Content starts

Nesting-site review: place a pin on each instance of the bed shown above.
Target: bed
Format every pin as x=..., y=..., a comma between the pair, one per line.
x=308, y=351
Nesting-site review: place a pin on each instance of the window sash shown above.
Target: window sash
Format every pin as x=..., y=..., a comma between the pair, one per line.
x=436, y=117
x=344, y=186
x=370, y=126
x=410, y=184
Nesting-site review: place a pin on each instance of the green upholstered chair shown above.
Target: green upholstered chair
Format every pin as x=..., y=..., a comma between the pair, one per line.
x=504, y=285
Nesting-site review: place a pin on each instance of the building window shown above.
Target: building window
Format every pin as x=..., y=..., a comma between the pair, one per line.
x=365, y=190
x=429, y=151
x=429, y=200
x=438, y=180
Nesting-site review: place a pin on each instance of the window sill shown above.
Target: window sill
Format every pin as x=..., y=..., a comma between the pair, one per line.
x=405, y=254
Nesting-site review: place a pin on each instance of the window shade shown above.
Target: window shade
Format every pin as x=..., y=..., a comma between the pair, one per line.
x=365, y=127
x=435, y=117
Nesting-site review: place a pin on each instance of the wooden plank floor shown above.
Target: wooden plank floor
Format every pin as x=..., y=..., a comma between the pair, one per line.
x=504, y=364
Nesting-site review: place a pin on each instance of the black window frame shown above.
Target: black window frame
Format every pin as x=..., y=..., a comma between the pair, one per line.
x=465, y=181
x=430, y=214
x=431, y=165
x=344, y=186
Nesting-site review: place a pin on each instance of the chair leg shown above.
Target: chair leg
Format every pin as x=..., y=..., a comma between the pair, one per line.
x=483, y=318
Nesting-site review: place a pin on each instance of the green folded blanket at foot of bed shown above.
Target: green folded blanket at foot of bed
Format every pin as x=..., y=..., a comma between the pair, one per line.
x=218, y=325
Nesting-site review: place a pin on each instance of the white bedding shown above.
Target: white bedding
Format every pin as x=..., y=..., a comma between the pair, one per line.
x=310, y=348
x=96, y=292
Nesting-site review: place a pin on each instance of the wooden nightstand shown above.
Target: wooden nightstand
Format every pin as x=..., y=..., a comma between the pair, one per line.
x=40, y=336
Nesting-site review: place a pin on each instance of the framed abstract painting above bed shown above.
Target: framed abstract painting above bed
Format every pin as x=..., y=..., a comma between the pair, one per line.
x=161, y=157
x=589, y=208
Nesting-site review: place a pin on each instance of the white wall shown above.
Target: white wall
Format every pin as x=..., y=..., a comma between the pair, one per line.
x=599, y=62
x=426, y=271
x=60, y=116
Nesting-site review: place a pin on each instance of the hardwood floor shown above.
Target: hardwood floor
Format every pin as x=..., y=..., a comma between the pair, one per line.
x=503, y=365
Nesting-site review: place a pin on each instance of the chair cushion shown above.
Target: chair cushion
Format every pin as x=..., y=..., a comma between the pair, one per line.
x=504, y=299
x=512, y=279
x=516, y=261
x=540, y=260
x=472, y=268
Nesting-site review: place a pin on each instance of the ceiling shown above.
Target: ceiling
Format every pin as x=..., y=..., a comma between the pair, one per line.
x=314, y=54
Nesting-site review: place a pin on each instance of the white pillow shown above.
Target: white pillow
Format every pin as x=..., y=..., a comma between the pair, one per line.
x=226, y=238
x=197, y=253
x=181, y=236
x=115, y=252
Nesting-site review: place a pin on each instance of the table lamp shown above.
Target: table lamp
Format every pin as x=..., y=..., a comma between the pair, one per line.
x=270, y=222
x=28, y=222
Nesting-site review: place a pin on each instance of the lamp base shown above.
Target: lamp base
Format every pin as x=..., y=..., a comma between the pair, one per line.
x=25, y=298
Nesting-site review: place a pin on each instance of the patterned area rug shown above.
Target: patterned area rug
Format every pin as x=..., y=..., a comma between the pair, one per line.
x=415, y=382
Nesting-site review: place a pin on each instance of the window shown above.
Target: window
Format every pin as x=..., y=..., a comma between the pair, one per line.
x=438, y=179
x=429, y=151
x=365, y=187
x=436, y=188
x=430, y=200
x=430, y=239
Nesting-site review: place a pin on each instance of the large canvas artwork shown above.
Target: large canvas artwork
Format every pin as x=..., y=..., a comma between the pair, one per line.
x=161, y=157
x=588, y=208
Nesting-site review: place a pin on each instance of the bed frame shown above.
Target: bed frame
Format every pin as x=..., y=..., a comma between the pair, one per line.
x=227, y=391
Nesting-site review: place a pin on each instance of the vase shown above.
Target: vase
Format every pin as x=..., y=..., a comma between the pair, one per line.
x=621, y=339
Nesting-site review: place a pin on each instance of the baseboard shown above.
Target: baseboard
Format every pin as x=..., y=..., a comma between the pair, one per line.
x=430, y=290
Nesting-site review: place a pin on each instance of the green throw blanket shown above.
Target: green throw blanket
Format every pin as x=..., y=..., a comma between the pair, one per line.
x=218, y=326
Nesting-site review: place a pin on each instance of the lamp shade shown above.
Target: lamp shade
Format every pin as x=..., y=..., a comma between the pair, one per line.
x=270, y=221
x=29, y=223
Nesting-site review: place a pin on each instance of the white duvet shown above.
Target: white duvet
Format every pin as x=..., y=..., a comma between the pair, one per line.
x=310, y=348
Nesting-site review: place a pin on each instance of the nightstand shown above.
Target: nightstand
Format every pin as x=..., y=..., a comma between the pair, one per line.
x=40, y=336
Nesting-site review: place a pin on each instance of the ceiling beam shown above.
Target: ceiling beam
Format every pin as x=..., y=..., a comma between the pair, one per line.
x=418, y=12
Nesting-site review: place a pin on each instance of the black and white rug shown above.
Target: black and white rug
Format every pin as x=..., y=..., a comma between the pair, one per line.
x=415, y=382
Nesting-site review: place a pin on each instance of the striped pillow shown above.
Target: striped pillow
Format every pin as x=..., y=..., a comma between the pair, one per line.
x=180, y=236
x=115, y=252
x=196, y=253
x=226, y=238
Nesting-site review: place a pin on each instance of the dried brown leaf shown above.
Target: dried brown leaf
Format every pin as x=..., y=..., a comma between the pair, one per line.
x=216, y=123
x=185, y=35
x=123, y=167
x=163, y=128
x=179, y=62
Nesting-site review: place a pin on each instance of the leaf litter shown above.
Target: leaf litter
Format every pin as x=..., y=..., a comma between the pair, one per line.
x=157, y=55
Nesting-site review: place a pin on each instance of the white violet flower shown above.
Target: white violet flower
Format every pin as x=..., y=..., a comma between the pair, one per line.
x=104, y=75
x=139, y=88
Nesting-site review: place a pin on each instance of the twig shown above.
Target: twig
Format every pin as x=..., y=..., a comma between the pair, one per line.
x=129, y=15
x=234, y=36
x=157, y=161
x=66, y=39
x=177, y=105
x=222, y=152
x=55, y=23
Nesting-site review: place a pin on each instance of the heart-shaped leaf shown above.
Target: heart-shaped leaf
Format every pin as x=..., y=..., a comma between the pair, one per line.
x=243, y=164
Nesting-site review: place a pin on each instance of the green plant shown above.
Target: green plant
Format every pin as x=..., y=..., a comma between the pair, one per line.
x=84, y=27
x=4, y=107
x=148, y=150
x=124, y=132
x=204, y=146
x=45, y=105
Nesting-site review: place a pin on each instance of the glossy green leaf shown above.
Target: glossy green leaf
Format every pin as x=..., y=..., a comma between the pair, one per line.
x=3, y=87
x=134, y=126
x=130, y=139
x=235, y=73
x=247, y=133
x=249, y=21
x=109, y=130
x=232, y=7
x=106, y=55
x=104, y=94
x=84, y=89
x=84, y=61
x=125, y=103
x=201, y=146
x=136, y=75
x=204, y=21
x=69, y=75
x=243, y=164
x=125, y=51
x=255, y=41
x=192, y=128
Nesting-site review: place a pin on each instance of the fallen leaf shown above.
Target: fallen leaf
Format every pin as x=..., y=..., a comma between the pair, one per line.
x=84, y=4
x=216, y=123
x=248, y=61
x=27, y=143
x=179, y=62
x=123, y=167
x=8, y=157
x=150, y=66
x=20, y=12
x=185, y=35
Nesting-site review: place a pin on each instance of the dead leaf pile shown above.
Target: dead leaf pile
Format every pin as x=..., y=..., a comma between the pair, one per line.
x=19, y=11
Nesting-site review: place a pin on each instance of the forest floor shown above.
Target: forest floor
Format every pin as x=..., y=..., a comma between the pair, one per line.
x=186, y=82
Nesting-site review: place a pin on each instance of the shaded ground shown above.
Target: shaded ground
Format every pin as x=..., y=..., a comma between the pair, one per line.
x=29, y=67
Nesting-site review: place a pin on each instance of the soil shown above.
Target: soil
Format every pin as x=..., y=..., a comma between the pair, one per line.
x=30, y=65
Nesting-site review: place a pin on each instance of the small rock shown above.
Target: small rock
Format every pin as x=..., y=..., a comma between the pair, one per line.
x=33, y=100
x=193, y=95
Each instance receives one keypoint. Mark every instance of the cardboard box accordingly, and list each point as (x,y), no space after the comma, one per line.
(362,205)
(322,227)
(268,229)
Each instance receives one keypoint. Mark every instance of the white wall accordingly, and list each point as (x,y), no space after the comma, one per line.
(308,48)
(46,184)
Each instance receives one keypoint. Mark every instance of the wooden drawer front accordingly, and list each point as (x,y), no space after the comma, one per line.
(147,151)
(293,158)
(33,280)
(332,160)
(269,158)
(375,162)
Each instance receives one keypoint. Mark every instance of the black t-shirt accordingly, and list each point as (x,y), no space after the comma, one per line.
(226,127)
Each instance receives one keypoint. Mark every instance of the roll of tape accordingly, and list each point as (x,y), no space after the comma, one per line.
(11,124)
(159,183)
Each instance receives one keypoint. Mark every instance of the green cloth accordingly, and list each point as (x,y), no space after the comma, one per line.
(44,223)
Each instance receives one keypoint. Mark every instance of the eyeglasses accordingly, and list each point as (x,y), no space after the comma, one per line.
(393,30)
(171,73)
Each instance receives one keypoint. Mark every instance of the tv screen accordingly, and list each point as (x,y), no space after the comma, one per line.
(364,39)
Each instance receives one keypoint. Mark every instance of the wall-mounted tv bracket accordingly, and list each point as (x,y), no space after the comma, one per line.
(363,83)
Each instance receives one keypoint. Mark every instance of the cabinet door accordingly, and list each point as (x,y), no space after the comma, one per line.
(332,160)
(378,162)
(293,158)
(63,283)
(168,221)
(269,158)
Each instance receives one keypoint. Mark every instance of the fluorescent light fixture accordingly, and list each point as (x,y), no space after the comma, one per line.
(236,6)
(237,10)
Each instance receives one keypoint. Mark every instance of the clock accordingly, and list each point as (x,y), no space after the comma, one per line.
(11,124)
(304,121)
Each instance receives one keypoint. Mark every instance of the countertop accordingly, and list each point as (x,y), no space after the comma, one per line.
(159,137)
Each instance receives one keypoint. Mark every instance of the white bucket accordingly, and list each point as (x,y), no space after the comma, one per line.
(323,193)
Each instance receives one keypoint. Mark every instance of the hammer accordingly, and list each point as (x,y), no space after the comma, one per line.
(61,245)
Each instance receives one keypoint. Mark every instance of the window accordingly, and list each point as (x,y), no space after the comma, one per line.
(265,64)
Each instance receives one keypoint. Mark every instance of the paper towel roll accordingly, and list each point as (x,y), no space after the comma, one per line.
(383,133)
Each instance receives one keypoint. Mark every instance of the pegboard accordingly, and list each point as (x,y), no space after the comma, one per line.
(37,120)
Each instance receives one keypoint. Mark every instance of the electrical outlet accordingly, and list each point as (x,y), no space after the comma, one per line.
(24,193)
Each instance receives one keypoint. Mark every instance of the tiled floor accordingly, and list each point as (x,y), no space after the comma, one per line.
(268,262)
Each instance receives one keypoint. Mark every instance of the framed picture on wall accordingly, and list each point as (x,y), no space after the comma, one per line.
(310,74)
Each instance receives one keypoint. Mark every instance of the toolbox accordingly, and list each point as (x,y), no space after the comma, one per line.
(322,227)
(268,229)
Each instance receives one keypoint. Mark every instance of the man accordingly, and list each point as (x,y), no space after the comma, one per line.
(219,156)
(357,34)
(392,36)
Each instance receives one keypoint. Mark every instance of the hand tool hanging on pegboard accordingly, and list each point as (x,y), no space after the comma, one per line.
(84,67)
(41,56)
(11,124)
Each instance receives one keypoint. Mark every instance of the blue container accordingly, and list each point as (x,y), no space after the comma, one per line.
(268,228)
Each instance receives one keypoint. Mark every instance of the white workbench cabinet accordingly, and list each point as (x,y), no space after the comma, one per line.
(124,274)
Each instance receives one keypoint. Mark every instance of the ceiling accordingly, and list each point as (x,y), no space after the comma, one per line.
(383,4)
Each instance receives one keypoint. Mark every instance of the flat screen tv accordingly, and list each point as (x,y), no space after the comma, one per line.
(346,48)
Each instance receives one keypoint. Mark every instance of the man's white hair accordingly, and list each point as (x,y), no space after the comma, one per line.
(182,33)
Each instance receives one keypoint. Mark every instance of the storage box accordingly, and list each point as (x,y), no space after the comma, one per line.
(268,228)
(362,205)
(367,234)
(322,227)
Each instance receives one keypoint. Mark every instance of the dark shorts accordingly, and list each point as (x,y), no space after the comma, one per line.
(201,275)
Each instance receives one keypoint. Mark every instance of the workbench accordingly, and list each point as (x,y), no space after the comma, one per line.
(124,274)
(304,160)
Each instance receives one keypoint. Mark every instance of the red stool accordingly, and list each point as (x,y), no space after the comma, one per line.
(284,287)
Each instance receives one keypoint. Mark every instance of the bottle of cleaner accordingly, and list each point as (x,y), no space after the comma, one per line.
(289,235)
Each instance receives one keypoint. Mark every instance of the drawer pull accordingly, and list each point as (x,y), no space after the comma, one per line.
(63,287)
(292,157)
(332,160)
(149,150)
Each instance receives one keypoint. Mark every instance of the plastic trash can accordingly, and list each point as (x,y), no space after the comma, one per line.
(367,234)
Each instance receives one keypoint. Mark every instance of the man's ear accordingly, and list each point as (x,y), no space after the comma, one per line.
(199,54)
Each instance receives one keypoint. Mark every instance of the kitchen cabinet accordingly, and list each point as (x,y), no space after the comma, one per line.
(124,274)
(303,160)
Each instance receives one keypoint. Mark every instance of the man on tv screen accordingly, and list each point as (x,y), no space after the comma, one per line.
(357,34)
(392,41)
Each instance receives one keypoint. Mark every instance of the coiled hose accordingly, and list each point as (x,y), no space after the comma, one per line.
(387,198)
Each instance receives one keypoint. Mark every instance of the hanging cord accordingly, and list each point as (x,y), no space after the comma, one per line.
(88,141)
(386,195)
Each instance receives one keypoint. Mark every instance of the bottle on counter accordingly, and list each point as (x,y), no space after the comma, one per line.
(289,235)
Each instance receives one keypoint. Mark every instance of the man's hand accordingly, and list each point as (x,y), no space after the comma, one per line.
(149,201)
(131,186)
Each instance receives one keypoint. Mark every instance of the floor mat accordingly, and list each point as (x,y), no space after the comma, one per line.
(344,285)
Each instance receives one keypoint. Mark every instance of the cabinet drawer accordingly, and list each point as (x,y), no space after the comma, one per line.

Content ends

Could you return exactly the lines above from the line with "Target: lamp shade" to the line with "Target: leaf litter", both included, and nothing else?

Target: lamp shade
Format every pin as x=..., y=..., a comma between the pair, one per line.
x=270, y=221
x=29, y=223
Nesting-site review: place a pin on each instance of the white duvet shown above.
Target: white duvet
Format every pin as x=..., y=..., a comma between the pair, one per line.
x=310, y=348
Nesting-site review: place a pin on each instance of the nightstand shown above.
Target: nightstand
Format every pin as x=..., y=..., a comma between the pair, one per line.
x=40, y=336
Nesting-site review: place a pin on each instance of the ceiling beam shown above.
Target: ceiling beam
Format every pin as x=..., y=..., a comma between the pair, one per line.
x=418, y=12
Nesting-site review: place a pin on each instance of the black and white rug shown above.
Target: black and white rug
Format every pin as x=..., y=..., a comma between the pair, one per line.
x=415, y=382
Nesting-site review: place a pin on each instance of the striped pillow shown above.
Target: striped pillow
Format every pin as x=..., y=..., a comma between the pair, one per line.
x=180, y=236
x=115, y=252
x=196, y=253
x=226, y=238
Nesting-site review: place a pin on each instance of the dried brown leaf shown above.
Target: dried brown leaf
Format every pin as x=..., y=..., a comma between the pair, one per line.
x=216, y=123
x=185, y=35
x=123, y=167
x=163, y=128
x=179, y=62
Nesting-site review: place a pin on each instance of the leaf litter shown above.
Target: leaf litter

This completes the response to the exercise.